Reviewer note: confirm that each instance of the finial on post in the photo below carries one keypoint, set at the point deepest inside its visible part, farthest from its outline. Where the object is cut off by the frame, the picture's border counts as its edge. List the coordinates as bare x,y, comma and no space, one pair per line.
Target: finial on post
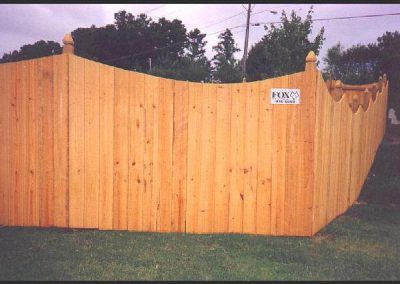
311,59
68,44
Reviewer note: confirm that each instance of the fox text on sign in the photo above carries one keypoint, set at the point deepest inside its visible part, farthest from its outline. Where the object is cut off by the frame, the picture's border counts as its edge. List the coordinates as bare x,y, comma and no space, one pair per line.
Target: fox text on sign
285,96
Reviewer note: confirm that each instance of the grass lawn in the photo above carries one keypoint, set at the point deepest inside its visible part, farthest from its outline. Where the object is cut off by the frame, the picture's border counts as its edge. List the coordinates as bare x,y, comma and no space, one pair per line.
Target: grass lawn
362,244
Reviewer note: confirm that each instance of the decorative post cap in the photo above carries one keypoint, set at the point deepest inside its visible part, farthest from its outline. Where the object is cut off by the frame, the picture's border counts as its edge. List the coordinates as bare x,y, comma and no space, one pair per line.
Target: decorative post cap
310,61
68,44
338,84
311,57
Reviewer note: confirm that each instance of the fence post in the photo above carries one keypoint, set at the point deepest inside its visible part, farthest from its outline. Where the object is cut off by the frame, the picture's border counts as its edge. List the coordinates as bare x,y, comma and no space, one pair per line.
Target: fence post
308,106
68,44
310,61
337,90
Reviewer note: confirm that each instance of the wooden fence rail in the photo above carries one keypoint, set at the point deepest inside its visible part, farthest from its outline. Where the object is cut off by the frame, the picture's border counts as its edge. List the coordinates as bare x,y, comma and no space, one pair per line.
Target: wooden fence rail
86,145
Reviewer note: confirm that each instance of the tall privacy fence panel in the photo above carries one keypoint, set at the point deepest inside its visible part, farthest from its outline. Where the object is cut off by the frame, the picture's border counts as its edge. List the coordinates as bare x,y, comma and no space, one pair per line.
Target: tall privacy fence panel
86,145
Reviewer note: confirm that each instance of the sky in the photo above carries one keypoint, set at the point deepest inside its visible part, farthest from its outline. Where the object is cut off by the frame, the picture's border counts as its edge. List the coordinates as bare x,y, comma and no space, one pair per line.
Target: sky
27,23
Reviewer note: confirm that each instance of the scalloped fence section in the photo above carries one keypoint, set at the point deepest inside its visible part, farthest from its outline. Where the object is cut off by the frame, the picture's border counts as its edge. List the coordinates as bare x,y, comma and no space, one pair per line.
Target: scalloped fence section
86,145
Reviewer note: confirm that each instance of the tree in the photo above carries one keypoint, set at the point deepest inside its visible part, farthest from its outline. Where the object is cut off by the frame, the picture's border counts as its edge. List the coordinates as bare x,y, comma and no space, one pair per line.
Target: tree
195,63
226,67
356,65
283,48
389,58
361,64
29,51
131,41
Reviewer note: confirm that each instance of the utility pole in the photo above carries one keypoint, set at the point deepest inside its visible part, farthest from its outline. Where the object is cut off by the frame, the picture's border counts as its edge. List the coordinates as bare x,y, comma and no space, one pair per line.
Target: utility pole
149,64
246,41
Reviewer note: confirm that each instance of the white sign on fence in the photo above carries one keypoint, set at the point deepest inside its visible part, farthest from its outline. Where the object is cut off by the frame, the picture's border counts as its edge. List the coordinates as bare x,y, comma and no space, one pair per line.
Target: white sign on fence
285,96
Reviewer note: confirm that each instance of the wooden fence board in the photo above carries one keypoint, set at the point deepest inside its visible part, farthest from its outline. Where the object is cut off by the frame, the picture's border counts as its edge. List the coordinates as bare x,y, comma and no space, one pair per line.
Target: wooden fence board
264,163
121,174
60,116
46,142
180,146
89,145
250,154
222,158
136,149
5,141
106,142
165,122
76,138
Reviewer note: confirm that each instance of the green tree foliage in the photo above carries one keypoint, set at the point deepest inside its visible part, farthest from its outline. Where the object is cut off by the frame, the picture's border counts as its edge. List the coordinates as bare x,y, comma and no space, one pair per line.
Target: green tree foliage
361,64
131,41
226,67
283,48
192,66
356,65
29,51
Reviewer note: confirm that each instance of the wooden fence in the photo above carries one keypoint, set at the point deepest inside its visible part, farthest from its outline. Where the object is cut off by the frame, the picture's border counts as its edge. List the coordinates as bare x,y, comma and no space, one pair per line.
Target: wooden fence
86,145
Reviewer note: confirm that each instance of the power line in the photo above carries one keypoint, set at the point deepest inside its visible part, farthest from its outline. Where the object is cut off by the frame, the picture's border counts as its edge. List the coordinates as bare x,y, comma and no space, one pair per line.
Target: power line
334,18
161,48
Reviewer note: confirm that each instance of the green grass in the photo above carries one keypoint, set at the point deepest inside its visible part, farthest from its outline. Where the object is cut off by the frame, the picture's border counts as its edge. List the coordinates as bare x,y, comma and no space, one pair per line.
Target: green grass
362,244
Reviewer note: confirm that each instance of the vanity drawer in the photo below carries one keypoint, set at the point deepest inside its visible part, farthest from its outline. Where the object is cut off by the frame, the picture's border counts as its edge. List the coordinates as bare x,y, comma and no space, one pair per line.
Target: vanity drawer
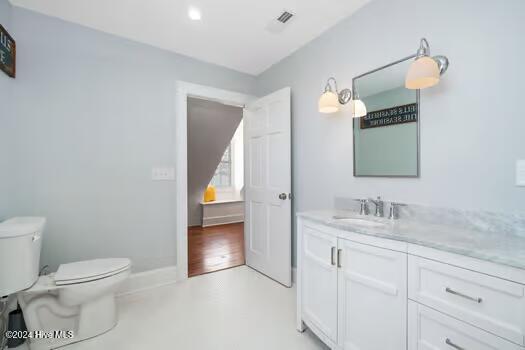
429,329
487,302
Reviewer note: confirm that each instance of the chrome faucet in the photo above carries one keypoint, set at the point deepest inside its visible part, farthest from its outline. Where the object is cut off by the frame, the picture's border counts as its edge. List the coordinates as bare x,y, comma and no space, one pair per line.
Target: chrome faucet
379,206
363,210
394,214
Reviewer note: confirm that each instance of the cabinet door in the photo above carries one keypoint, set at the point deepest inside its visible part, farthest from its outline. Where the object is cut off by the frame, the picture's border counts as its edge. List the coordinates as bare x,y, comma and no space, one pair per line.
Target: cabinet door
319,280
372,311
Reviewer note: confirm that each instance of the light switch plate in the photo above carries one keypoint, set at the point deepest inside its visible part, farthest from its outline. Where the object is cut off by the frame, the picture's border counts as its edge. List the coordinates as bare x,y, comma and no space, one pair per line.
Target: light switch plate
520,173
163,174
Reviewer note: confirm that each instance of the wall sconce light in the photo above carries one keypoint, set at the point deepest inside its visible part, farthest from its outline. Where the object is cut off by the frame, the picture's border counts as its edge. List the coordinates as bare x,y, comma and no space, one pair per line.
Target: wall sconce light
425,71
330,101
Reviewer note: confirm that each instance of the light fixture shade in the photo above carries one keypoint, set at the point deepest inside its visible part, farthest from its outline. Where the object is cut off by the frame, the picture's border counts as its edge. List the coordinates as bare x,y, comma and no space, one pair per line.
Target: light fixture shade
328,102
423,73
358,109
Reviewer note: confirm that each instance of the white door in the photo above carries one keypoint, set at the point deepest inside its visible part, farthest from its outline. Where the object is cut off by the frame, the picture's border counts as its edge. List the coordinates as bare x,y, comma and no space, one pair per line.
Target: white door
319,280
268,186
372,307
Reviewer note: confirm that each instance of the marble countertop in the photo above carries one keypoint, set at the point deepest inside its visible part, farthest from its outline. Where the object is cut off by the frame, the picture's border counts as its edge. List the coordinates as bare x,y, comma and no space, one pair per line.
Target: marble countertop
501,248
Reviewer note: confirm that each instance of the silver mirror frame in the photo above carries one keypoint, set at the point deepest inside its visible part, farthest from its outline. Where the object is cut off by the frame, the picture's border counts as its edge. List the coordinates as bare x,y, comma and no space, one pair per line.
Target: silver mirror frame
411,57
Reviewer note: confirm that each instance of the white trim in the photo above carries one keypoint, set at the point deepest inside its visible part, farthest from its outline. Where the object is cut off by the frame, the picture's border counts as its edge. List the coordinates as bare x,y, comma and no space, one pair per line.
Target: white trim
140,281
222,220
183,90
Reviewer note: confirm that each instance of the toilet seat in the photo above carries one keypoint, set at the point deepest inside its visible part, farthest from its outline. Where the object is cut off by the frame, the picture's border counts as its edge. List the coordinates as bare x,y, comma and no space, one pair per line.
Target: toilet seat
91,270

■ TASK REQUIREMENTS ■
All that belongs in the answer is the run of lines above from the line containing "Reviewer note: confirm that each instance of the fence" through the line containing "Reviewer note: confirm that each instance of the tree", exactly as written.

■ REPLY TO THE TASK ■
Reviewer note: confirm that each instance of the fence post in the photo above carries one keypoint, set at the point deepest inside its visible part, farthest from its outline. Where the object is cut off by the frame, the picture's border counts as its edge. List the coordinates as bare x,y, comma and no space, one pair per line.
Target: fence post
308,106
68,44
310,61
337,90
Reviewer note: confirm that each instance of the wooden fence rail in the photo above carries one keypoint, set at the point deepest inside its visible part, farthest from its outline. Where the object is cut off by the frame, the picture's border counts as its edge. List the coordinates as bare x,y, comma and no space, one pair per line.
Target: wooden fence rail
86,145
Reviewer note: confirm that each instance of the tall privacy fence panel in the photo above carries one keypoint, set at the point deepest inside its visible part, farthest from its outline. Where the object is cut off by the frame, the picture's border counts as its edge. List the coordinates as bare x,y, comma and no space, one pair per line.
Target: tall privacy fence panel
86,145
Reviewer note: confirm that each instance of the sky in the photo above carries one keypoint, set at the point deepest inside its visible part, farthest from its outline. Where the object is cut off by the frame, the picture's border counts as its edge. List the coordinates as bare x,y, comma and no space, one pair per line.
Target: sky
27,23
Reviewer note: confirm that each instance of the scalloped fence section in the photo above carries one keypoint, set at the point deepest inside its visible part, farthest from its outline. Where the object is cut off by the frame, the picture's border counts as its edge. List the coordinates as bare x,y, comma and no space, one pair per line.
Target: scalloped fence section
86,145
Reviewer note: confirm that each instance of the tree in the photo above carries one keypoint, set at the point deepest inside its visible part, farthest from its outline. Where the object is cut off by the frame, the picture's border counts as its edge. List the coordinates as bare x,y, comma and no space, one pair per line.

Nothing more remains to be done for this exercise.